**文書の抜粋**
____

手前味噌ながら、弊ブログ去年のエントリでもそのあたりについて書いている。過去5年のアーセナルは「商売ベタクラブ」のワースト5位。リストを見てもらうとわかるように、ビッグクラブばかりが名を連ねるワースト10クラブのうち、もっともIncomeの少ないのがアーセナル。

もっとも商売上手なフットボールクラブはどこだ(過去5年) | ARSENAL CHANGE EVERYTHING

もちろん、収支なので、近年のアーセナルは支出が多くなった(移籍市場で金をつかうようになった)ことも関係があるが、この規模のクラブのなかでは、やはり収入(選手売却)が少なすぎるのではないか。この5年程度を思い返しても、悪い判断はいくつもあったように思える。£50Mのオファーを蹴って、結局フリーで手放したアーロン・ラムジーなどはその最たるもの。

だいたいここ数年でまともな金額で売れたのが、チェンバレン、イウォビ、ウィロックくらいしかいないなんて。

AFC選手売却歴代ベスト10。TMより

前述したミズリンタットの獲得した8人の収支は、(※トレイラは噂どおりとして)£129Mの支出に対して、収入が£26.5Mということ。その差額は100ミリオン。この間、その8人で£100M分を使い倒したと、果たしていえるだろうか?

アーセナルの商売ベタについては、このブログでもこれまで何度も繰り返し書いてきたので、ここであまり突っ込んで書くつもりはない。が、ざっと考えられる理由だけ挙げておくと、

  • 選手のクオリティ特定(スカウティング)
  • 売却タイミング
  • 選手の給与設定

のようなものがあるだろう。

とくに最近アーセナル言論界隈で見かけたのは、そもそも買った選手が、その後に高く売れるほど優秀ではなかったのではないかということ。スカウティングのまずさ。

典型的なのは、やはりニコラス・ぺぺだろうか。アーセナルが買ったときがMVのピーク。これは移籍ビジネスにおける最悪のパターンだ。まあ、ぺぺはアーセナルとの相性問題もあるだろうから、ここで彼のクオリティについて云うのは不公平かもだが。ムスタフィやゲンドゥージ(こちらは人間性笑)のような名前も思い浮かぶ。

それと、高い給与。平凡な選手にも高いサラリーを与えすぎ、というのはもうおそらく何年も前からアーセナルが指摘されつづけてきたこと。いま現在も財政難の世の中で、依然としてそのことが選手売却の足かせになっている。アーセナル、あるいはPLのビッグクラブなら当然でも、ヨーロッパのほとんどのクラブは同じようなサラリーを払うことができない。したがって、その選手を買うことができない。買い手がいないから売れない。

聞くところによれば、たとえばフランスのリーグアンでは、£100kpwのサラリーを受け取る選手というのはリーグ全体で18人しかいないのだそうだ。そしてそのうち16人はPSGの選手。それほど、アーセナルを含めたPLのビッグクラブ・ヨーロッパのエリートクラブとそれ以外では、世界が違っているという。

____

**課題の内容**
アーセナルの選手売却についての文章によると、フランスのリーグアンで£100kpwのサラリーを受け取る選手はリーグ全体で何人いて、そのうち何人がPSGの選手か、答えてください。

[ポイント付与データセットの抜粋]
____

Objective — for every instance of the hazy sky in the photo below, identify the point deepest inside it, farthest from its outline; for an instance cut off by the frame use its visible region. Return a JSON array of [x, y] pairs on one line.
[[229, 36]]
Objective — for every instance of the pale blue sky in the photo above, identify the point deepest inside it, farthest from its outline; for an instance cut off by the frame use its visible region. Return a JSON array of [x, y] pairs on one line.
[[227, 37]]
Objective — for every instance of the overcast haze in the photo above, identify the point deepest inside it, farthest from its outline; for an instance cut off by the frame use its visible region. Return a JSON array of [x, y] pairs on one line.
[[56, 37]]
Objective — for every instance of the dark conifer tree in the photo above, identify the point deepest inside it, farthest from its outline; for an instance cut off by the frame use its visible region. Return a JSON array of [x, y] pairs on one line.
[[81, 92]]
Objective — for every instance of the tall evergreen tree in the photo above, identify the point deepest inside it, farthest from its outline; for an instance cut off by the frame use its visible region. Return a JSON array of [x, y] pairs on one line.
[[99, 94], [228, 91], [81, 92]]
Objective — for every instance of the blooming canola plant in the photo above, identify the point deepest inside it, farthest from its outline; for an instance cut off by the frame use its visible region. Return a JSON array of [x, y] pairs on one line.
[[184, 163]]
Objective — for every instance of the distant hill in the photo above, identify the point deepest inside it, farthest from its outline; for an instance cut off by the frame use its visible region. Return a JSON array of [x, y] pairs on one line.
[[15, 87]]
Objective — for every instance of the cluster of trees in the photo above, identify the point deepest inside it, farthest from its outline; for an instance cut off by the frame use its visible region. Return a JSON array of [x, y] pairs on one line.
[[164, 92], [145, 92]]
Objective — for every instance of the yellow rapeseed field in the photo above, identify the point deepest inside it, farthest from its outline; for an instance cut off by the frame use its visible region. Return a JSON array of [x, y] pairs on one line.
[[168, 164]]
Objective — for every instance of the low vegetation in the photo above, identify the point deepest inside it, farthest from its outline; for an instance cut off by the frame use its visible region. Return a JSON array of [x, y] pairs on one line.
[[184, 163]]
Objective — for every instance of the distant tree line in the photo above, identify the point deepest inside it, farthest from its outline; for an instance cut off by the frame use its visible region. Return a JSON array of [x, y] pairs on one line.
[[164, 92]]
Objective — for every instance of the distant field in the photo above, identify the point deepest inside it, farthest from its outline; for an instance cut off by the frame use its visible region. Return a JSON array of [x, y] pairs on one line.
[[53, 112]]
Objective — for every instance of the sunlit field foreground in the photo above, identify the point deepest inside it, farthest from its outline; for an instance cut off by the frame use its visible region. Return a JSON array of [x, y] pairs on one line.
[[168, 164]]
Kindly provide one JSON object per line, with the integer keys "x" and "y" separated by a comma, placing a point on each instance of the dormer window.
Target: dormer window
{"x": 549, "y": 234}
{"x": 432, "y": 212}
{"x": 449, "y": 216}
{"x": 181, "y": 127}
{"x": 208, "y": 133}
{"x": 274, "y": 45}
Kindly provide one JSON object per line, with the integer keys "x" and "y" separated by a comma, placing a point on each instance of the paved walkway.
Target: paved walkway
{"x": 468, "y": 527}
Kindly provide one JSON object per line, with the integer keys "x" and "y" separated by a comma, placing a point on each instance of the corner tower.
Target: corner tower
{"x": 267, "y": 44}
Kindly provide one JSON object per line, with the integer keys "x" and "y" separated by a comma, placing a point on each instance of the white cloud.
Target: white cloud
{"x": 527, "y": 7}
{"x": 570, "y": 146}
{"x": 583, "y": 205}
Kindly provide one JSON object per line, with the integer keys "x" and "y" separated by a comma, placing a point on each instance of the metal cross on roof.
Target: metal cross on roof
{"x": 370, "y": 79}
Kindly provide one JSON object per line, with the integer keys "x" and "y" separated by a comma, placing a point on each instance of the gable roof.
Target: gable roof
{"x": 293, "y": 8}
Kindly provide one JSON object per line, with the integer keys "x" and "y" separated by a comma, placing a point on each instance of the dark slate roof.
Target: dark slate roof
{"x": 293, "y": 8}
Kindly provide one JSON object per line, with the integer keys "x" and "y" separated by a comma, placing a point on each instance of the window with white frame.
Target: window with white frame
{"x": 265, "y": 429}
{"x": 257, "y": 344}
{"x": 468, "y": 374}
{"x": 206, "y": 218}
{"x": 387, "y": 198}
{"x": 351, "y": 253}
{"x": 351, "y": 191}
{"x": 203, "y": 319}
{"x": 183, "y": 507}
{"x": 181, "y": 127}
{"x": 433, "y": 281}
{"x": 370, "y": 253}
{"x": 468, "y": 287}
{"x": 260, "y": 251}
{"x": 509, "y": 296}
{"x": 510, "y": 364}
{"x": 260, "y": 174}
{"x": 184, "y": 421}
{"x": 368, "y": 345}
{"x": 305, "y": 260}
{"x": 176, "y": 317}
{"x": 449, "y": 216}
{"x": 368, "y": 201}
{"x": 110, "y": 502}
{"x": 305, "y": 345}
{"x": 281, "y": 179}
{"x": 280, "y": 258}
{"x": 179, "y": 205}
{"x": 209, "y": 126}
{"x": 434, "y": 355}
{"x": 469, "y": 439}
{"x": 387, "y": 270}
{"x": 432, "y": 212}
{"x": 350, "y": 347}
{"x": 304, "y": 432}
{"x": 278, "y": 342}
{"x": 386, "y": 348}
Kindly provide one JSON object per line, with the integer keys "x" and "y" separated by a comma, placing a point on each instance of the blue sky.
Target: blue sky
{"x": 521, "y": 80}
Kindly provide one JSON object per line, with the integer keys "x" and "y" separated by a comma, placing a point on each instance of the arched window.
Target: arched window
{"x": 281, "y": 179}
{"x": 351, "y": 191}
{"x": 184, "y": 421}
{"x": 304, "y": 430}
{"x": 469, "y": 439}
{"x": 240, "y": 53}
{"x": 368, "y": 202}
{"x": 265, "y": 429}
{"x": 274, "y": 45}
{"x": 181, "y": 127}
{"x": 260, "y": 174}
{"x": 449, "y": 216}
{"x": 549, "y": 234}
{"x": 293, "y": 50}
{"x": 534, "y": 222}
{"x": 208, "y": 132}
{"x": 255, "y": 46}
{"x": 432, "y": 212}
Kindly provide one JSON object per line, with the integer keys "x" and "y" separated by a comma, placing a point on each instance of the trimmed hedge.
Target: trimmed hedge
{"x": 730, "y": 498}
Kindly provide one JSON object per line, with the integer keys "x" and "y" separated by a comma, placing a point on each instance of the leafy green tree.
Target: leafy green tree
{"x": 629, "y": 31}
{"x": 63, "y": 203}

____

**課題の結果**
リーグ全体で18人いて、そのうち16人がPSGの選手です。